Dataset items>
-- Begin --

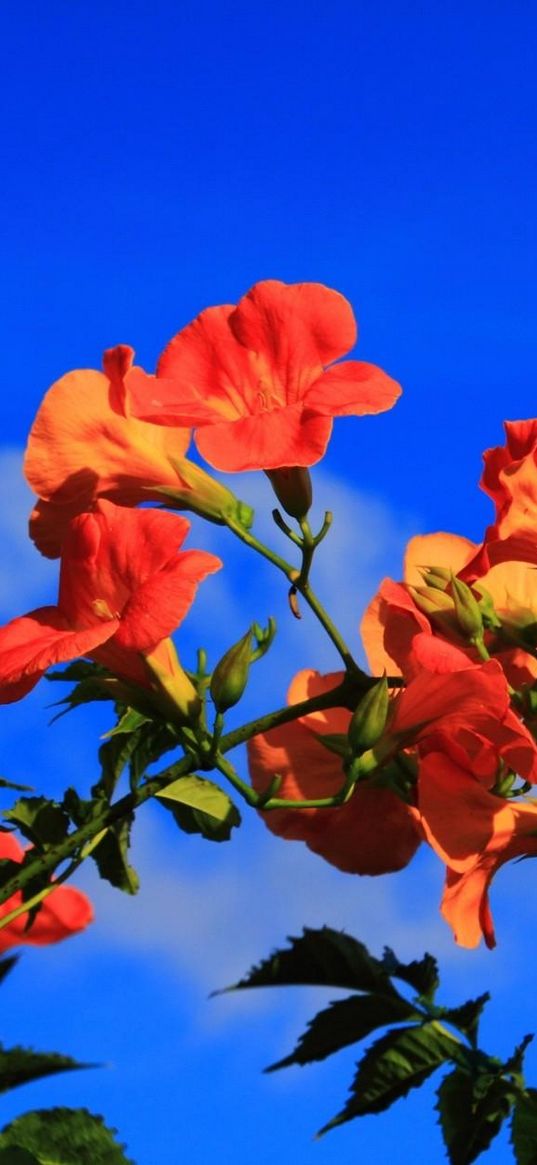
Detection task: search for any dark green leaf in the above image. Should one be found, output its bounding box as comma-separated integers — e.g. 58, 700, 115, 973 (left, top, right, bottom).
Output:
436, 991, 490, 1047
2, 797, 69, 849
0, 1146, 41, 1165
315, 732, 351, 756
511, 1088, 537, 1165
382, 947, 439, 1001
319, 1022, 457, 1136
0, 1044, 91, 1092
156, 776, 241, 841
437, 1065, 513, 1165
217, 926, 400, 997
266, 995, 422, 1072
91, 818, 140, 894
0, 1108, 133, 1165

-- End --
-- Begin --

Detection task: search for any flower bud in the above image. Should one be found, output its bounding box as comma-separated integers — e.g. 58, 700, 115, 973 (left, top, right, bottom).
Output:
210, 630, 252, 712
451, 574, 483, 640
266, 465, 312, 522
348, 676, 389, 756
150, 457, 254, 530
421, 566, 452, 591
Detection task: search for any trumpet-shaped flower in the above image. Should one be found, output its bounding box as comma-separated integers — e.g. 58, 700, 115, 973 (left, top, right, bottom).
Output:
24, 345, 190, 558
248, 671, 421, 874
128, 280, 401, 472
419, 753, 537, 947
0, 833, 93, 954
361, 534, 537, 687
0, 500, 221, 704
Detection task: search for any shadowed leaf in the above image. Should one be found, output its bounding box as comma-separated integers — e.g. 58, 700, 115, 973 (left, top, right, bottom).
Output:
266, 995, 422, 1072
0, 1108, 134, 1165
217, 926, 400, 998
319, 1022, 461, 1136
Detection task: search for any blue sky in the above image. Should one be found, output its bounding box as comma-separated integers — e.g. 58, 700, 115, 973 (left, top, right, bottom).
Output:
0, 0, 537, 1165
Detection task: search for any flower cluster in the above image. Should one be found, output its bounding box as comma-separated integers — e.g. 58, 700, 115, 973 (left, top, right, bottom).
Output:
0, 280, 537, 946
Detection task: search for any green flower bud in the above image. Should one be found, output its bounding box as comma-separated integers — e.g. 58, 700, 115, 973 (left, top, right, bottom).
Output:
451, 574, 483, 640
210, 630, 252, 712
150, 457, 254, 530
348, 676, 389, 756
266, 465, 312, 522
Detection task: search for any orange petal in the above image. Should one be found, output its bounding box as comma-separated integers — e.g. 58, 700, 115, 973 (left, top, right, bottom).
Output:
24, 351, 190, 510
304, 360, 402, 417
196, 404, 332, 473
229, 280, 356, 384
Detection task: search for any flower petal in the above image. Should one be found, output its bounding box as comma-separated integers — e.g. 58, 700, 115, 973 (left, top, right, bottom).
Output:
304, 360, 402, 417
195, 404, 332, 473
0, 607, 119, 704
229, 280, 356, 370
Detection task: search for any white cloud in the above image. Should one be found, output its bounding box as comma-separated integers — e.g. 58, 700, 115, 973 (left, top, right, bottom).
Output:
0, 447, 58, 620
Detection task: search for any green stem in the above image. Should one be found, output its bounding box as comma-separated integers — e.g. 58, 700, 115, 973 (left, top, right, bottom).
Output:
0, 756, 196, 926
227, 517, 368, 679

-- End --

Objective> Express as a Markdown table the lines from the one containing "Detection task: search for any shadowed" through the one containing "319, 1022, 461, 1136", with a column Row giving each line's number and a column Line giving the line itself. Leave out blank lines.

Reply>
| Row | Line |
|---|---|
| 1 | Detection task: search for any shadowed leaf in the above image. Should one be found, output its bounding box as comma-separated integers — e.g. 58, 700, 115, 973 (left, top, right, bottom). |
| 2 | Output: |
| 3 | 266, 995, 422, 1072 |
| 4 | 0, 1108, 134, 1165 |
| 5 | 217, 926, 400, 998 |
| 6 | 319, 1022, 461, 1136 |